◆ Leestekst ◆
* * * *

Eenmalige indexatie schijfgrens WBSO
De WBSO is een fiscale regeling waarmee de overheid technische innovatie stimuleert. Het speur- en ontwikkelingswerk dat bij (technisch) innovatieve werkzaamheden hoort, kost vaak veel geld. Met de WBSO kunnen bedrijven en andere werkgevers deze kosten verlagen. Zij kunnen een percentage van de kosten in mindering brengen op de loonheffing die zij moeten afdragen aan de Belastingdienst.
Dit percentage bedraagt 16%. Voor de eerste € 380.000 wordt dit percentage verhoogd naar 36%. Voor starters geldt voor de eerste € 380.000 een percentage van 50%. De ‘schijfgrens’ van € 380.000 wordt per 1 januari 2026 eenmalig geïndexeerd. De ‘schijfgrens’ bedraagt met ingang van 2026 € 391.020 en blijft vervolgens daarop gehandhaafd.
Multiplier lucratief belang uitgesteld tot 2028
Er komt een wijziging die het inkomen uit een indirect lucratief belang zwaarder belast. Door een vermenigvuldigingsfactor stijgt de effectieve belastingdruk in box 2. In de eerste tariefschijf gaat het tarief omhoog van 24,5 naar 28,45%. In de tweede schijf stijgt het tarief van 31 naar 36%. De introductie van de multiplier is met twee jaar uitgesteld tot 1 januari 2028. Er komt geen overgangsregeling. Dat betekent dat de wijziging ook geldt voor bestaande fondsen en belangen.

* * * *

◆ Gegevensuittreksel ◆
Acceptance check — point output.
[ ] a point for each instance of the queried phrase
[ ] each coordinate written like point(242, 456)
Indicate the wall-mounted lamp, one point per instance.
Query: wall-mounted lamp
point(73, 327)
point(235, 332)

* * * *

◆ Opdrachten ◆
1. Beantwoord de volgende vragen over de leestekst.
(a) Welk percentage geldt voor starters over de eerste € 380.000?
(b) Hoe hoog is de schijfgrens met ingang van 2026?
(c) Tot welke datum is de introductie van de multiplier uitgesteld?
2. Vervang "vermenigvuldigingsfactor" door "multiplicatiefactor" in het deel van de leestekst dat begint met "Dit percentage bedraagt" en doorloopt tot en met "fondsen en belangen.". Geef dat deel daarna opnieuw weer.

◆ Antwoorden per opdracht ◆
1.
(a) 50%
(b) € 391.020
(c) 1 januari 2028

2.
Dit percentage bedraagt 16%. Voor de eerste € 380.000 wordt dit percentage verhoogd naar 36%. Voor starters geldt voor de eerste € 380.000 een percentage van 50%. De ‘schijfgrens’ van € 380.000 wordt per 1 januari 2026 eenmalig geïndexeerd. De ‘schijfgrens’ bedraagt met ingang van 2026 € 391.020 en blijft vervolgens daarop gehandhaafd.
Multiplier lucratief belang uitgesteld tot 2028
Er komt een wijziging die het inkomen uit een indirect lucratief belang zwaarder belast. Door een multiplicatiefactor stijgt de effectieve belastingdruk in box 2. In de eerste tariefschijf gaat het tarief omhoog van 24,5 naar 28,45%. In de tweede schijf stijgt het tarief van 31 naar 36%. De introductie van de multiplier is met twee jaar uitgesteld tot 1 januari 2028. Er komt geen overgangsregeling. Dat betekent dat de wijziging ook geldt voor bestaande fondsen en belangen.